-- begin --
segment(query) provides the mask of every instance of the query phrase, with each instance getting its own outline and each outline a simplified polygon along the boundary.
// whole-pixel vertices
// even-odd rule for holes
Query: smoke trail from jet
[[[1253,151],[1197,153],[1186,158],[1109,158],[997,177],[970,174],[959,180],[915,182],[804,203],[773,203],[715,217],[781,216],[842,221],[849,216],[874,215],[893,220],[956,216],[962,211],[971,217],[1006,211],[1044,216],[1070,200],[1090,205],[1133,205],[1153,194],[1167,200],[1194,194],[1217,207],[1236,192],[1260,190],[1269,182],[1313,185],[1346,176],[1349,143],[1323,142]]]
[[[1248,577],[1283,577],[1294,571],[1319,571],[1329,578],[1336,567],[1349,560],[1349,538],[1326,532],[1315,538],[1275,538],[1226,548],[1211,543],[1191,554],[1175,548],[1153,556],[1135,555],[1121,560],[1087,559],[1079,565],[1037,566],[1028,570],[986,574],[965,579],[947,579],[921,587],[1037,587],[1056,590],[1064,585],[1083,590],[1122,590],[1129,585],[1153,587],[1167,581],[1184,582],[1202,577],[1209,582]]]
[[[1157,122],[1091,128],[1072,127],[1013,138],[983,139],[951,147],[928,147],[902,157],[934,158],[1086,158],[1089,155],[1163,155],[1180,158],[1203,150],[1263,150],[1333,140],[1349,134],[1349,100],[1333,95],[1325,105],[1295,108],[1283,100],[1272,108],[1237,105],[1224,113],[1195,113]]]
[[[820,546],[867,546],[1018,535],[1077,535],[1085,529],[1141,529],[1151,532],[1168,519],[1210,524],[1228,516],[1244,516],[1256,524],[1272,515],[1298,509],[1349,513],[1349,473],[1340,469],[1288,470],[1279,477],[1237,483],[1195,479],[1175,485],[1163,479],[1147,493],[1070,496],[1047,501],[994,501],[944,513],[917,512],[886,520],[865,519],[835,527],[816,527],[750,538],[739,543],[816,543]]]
-- end --
Return the lines above word for word, from the start of the entries through the line that contains "Query: smoke trail from jet".

▸ Correct answer
segment(query) provides the mask of every instance of the query phrase, with each instance getting its own outline and each outline a simplified polygon along the boundary.
// whole-pixel vertices
// even-odd rule for holes
Query: smoke trail from jet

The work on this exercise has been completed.